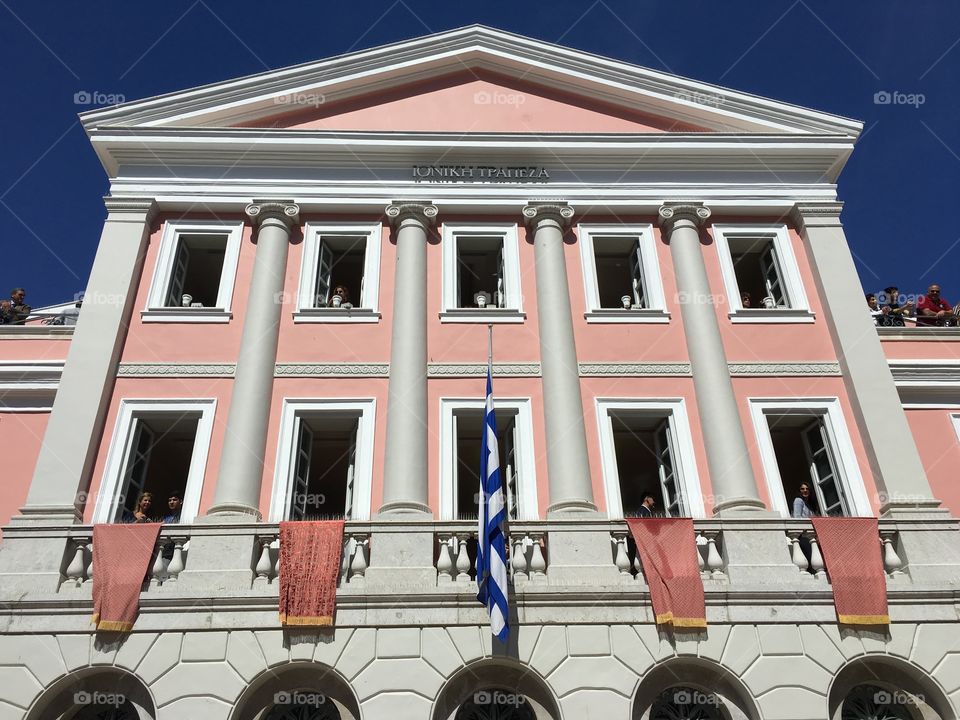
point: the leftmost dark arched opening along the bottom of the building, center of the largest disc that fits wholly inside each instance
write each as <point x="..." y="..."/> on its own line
<point x="79" y="693"/>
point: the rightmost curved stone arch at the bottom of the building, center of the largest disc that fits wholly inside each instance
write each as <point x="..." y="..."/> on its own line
<point x="914" y="693"/>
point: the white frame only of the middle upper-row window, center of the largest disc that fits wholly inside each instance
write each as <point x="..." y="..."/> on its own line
<point x="513" y="312"/>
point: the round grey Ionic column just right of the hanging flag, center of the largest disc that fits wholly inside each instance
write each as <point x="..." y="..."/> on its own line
<point x="567" y="465"/>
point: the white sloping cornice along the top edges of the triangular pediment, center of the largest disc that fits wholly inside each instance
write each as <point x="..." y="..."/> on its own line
<point x="472" y="48"/>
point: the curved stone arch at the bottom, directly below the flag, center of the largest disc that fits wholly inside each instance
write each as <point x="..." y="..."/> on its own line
<point x="496" y="675"/>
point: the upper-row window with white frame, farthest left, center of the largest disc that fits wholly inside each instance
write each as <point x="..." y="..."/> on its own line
<point x="194" y="276"/>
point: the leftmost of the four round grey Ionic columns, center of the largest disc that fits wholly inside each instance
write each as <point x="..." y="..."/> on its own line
<point x="241" y="467"/>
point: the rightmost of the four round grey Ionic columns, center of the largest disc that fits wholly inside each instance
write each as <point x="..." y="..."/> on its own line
<point x="730" y="471"/>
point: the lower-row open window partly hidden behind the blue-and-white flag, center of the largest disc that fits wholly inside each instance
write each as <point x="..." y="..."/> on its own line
<point x="461" y="438"/>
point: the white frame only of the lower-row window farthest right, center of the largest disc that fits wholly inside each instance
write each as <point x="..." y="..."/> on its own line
<point x="831" y="413"/>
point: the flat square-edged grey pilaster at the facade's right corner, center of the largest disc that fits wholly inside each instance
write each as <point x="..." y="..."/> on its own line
<point x="894" y="459"/>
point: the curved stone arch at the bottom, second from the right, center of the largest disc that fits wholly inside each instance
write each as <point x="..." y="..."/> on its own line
<point x="695" y="677"/>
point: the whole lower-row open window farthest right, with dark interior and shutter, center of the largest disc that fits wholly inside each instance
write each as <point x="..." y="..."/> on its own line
<point x="806" y="442"/>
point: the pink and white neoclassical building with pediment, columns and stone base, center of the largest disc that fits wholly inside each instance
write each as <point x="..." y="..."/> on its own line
<point x="288" y="318"/>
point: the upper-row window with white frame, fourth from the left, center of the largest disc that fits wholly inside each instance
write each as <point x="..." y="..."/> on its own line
<point x="621" y="274"/>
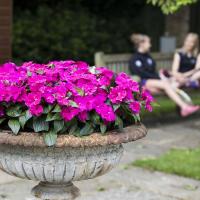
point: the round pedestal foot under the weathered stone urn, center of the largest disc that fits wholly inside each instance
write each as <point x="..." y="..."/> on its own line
<point x="49" y="191"/>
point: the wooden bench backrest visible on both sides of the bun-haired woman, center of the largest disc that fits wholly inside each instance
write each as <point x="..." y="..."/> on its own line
<point x="120" y="62"/>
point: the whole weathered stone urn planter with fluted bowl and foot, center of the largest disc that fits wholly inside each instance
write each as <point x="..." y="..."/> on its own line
<point x="72" y="159"/>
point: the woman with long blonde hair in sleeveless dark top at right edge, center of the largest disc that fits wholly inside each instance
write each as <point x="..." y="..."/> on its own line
<point x="186" y="64"/>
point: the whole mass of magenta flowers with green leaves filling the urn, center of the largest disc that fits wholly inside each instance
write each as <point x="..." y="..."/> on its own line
<point x="68" y="97"/>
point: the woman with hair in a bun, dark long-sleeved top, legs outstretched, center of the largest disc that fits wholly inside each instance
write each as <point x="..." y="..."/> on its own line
<point x="143" y="65"/>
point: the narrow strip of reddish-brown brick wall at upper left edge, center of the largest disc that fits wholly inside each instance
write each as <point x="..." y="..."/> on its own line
<point x="5" y="30"/>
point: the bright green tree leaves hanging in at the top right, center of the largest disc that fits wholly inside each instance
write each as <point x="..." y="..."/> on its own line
<point x="171" y="6"/>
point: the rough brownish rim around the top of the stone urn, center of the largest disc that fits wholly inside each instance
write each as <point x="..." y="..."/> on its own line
<point x="31" y="139"/>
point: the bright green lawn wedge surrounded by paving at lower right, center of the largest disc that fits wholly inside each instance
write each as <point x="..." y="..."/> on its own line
<point x="182" y="162"/>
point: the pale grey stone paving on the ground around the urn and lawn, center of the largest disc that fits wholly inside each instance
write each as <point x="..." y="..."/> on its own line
<point x="131" y="183"/>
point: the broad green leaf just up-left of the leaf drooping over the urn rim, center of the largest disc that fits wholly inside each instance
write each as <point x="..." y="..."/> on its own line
<point x="39" y="124"/>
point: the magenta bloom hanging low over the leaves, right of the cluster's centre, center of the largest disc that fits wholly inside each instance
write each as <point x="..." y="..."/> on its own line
<point x="106" y="112"/>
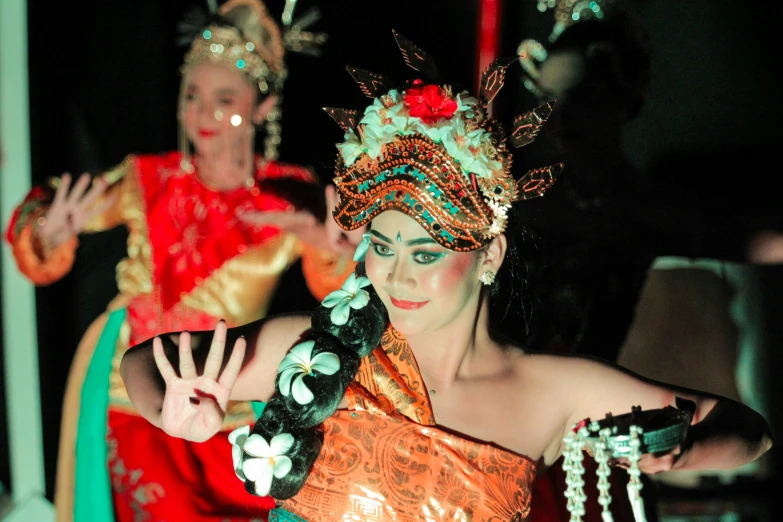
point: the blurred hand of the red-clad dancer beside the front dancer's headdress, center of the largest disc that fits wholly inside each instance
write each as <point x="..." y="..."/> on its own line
<point x="326" y="236"/>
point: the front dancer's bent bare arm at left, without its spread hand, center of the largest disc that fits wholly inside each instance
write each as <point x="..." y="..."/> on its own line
<point x="268" y="341"/>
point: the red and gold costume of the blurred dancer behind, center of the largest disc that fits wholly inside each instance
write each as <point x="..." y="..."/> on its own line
<point x="191" y="261"/>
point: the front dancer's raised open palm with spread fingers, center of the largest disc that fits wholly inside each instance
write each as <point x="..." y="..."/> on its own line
<point x="195" y="405"/>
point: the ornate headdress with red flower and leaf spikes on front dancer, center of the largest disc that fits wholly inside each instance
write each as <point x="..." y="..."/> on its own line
<point x="435" y="155"/>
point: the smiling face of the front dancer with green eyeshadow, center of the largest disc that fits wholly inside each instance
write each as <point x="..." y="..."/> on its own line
<point x="423" y="285"/>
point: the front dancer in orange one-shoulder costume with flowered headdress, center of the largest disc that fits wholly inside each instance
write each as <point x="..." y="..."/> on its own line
<point x="394" y="400"/>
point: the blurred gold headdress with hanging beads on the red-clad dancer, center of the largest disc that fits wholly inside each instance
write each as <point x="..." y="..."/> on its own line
<point x="249" y="40"/>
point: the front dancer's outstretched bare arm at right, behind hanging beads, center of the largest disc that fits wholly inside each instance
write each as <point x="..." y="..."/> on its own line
<point x="723" y="434"/>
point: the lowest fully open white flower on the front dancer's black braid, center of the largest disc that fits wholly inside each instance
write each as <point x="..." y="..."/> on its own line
<point x="267" y="460"/>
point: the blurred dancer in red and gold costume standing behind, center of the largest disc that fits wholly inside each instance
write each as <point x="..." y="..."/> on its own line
<point x="197" y="253"/>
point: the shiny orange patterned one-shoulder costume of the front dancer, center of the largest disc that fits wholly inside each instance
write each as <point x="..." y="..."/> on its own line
<point x="384" y="457"/>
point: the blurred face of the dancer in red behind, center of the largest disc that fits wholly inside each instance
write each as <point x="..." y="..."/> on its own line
<point x="218" y="108"/>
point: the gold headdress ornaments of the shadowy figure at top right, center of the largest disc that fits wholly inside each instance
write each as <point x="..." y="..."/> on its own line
<point x="567" y="12"/>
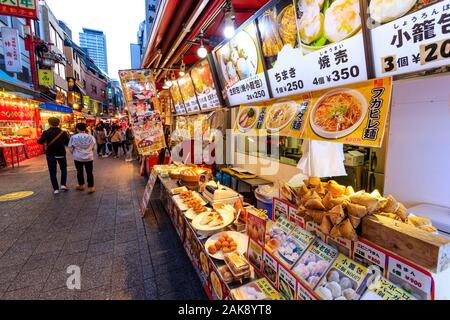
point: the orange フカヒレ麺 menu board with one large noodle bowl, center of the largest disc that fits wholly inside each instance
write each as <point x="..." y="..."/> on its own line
<point x="353" y="114"/>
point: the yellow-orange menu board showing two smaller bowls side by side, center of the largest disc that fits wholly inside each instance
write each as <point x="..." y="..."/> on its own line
<point x="285" y="117"/>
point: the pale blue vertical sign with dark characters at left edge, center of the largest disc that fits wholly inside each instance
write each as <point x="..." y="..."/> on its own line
<point x="10" y="38"/>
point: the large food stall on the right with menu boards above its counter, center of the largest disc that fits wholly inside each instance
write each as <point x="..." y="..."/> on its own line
<point x="322" y="112"/>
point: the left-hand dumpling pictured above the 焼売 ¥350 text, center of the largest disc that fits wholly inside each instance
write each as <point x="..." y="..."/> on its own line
<point x="311" y="25"/>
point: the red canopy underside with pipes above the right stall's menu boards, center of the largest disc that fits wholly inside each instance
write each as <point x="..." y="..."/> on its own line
<point x="178" y="25"/>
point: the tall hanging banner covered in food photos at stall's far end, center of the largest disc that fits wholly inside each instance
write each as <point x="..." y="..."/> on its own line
<point x="139" y="89"/>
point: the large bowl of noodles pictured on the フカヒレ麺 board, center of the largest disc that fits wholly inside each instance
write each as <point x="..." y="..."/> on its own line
<point x="338" y="113"/>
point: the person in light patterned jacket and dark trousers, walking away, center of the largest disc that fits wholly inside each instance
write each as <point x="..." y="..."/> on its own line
<point x="82" y="147"/>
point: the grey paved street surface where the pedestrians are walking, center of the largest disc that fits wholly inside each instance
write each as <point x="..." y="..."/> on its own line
<point x="121" y="256"/>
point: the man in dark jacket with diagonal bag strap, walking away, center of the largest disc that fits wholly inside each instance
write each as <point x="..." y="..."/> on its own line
<point x="56" y="141"/>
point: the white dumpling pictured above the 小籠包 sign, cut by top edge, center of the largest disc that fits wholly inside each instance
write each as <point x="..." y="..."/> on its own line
<point x="387" y="10"/>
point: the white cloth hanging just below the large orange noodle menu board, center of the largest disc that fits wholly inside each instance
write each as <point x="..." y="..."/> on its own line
<point x="322" y="159"/>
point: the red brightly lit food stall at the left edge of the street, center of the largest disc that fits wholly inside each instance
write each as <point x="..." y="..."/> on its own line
<point x="19" y="129"/>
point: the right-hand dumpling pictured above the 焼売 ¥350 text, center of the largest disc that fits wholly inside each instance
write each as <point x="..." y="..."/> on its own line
<point x="342" y="20"/>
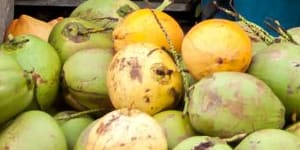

=======

» ASSIGNMENT
From the material above, return every line that contains "woman".

» YOUR RESPONSE
point: the wooden bench backrest visible on both sides of the bun-haired woman, center of the largest disc that fits wholly inside each instance
point: the woman with long blonde hair in sleeveless dark top at right edge, center of the largest disc that fits wholly inside each instance
point: the woman with hair in a bun, dark long-sleeved top, legs outstretched, center of the largest disc that fits wholly inside each instance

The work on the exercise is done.